TASK DETAILS
Pick out every line in the items below that contains the word "bottom", and copy each one.

STORED DATA

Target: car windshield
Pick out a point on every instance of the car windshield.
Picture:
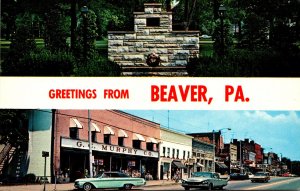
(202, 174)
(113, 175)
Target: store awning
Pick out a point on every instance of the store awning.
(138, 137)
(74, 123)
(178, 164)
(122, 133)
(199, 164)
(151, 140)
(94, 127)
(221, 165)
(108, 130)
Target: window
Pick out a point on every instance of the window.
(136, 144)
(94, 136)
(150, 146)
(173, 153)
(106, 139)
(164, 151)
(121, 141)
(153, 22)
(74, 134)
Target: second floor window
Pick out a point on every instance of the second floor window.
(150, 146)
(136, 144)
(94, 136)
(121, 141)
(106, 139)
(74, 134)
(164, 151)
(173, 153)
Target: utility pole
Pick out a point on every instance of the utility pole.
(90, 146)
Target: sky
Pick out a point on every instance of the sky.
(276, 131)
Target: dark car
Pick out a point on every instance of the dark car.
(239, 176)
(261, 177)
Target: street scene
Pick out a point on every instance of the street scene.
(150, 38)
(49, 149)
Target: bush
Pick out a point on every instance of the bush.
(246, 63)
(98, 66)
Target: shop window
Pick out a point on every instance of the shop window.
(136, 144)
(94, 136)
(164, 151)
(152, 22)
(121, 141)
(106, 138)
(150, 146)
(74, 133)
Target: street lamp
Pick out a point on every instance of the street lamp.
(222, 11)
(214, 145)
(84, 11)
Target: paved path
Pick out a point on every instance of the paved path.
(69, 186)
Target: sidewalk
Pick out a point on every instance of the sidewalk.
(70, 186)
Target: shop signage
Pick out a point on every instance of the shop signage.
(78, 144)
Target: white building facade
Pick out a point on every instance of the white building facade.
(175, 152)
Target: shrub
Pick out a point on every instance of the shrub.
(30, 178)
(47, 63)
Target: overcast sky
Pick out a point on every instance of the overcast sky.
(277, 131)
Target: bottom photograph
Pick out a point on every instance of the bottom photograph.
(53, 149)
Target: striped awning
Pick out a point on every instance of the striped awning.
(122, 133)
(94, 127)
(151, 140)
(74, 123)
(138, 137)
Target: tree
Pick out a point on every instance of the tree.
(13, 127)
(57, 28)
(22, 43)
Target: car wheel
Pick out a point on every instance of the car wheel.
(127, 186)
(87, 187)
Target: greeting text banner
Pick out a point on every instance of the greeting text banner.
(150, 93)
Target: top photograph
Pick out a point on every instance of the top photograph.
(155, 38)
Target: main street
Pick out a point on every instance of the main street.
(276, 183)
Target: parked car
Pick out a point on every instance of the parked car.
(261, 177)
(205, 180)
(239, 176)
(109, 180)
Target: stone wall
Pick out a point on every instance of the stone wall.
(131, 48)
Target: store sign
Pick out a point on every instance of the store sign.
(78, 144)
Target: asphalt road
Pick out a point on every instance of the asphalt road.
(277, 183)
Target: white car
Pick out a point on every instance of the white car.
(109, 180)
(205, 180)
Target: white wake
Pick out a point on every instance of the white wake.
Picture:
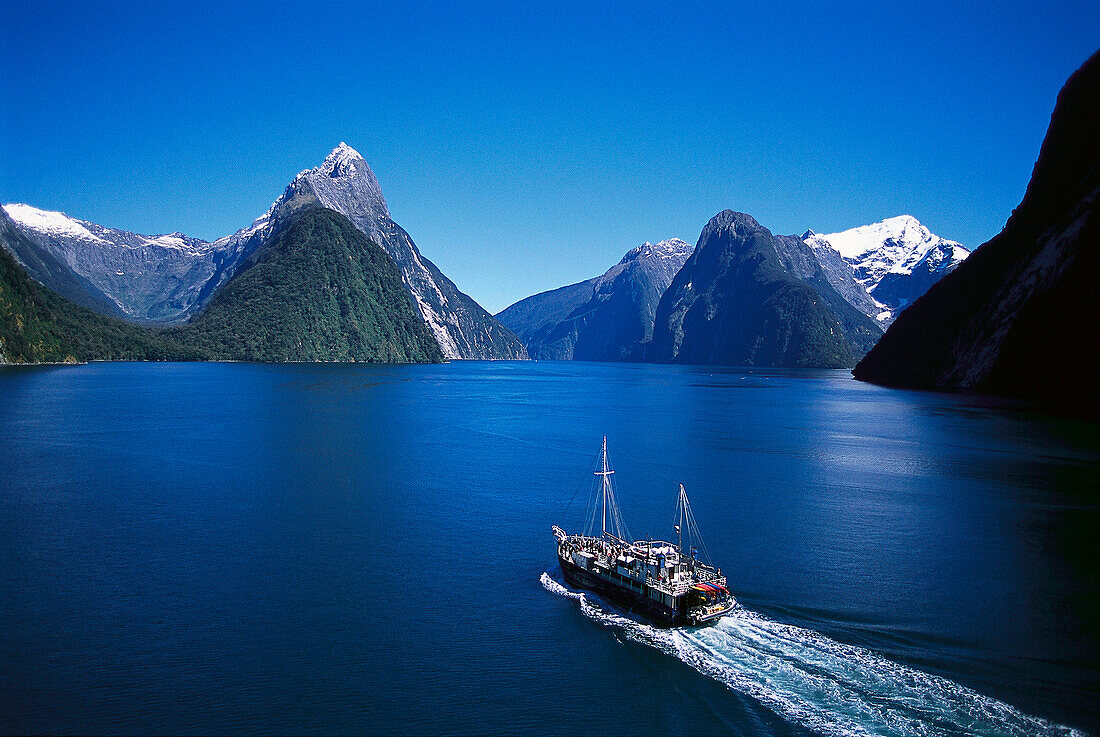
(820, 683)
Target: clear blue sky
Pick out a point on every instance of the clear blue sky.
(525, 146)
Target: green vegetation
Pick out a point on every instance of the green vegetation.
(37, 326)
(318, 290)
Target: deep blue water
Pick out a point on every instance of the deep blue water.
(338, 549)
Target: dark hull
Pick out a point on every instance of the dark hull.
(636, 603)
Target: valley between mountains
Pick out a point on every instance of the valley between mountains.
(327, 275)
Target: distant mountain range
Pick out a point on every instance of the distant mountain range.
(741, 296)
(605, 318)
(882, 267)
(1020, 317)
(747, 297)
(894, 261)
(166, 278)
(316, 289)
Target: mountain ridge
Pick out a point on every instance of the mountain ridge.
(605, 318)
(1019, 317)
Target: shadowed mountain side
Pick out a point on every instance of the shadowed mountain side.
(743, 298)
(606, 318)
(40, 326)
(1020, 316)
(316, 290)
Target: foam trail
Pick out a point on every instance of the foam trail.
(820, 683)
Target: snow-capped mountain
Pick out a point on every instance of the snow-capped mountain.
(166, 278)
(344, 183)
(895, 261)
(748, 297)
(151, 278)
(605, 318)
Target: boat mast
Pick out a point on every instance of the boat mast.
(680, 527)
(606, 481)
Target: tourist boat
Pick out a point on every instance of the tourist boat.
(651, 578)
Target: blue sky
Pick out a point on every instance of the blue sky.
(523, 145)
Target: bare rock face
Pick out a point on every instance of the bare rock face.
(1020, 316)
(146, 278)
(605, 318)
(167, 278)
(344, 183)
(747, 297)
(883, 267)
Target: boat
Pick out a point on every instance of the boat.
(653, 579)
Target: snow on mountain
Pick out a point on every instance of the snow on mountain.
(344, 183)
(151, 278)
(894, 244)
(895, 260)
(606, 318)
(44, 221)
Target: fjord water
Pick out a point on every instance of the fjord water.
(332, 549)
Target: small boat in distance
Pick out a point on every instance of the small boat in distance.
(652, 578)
...
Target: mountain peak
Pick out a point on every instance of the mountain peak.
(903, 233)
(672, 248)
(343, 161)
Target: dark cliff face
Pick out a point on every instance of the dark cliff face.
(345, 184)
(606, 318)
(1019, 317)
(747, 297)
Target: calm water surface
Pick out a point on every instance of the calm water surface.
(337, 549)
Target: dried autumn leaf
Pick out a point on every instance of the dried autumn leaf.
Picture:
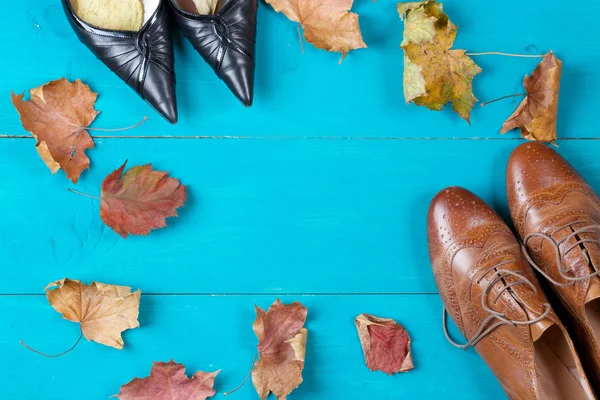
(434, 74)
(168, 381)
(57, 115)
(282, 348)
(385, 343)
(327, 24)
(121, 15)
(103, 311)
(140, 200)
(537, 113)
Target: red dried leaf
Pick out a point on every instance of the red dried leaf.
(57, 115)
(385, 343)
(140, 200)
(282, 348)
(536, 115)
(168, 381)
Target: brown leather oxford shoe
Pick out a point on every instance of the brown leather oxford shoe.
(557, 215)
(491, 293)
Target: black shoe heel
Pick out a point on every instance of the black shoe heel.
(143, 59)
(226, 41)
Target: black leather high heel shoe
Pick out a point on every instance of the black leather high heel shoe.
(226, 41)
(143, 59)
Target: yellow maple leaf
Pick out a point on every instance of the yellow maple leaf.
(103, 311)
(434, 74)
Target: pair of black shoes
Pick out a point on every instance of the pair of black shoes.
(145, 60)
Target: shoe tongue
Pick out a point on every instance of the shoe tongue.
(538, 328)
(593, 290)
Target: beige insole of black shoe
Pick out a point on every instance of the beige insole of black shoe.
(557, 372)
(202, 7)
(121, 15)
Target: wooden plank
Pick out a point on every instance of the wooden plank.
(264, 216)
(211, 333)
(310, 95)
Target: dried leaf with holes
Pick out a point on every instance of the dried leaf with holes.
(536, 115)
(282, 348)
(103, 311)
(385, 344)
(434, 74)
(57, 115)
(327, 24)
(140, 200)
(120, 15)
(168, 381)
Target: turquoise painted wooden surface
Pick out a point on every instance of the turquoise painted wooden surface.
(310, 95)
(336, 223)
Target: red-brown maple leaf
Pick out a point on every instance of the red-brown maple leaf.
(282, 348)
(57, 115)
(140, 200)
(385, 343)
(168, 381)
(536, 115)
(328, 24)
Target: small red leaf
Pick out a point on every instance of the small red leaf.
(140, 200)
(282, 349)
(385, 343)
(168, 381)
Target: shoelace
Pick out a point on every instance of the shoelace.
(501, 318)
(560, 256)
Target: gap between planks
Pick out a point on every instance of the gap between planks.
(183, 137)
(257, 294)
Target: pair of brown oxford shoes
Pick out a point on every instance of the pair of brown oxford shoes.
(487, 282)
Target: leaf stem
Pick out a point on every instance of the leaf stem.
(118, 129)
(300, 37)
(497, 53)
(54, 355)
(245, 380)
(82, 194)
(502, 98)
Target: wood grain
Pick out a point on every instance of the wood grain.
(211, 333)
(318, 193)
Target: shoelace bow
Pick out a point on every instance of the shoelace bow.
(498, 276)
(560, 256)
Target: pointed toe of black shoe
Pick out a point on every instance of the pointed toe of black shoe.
---
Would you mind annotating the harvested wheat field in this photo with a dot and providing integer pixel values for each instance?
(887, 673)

ANSWER BELOW
Target: bottom photograph
Pick out a point on every instance of the bottom photograph.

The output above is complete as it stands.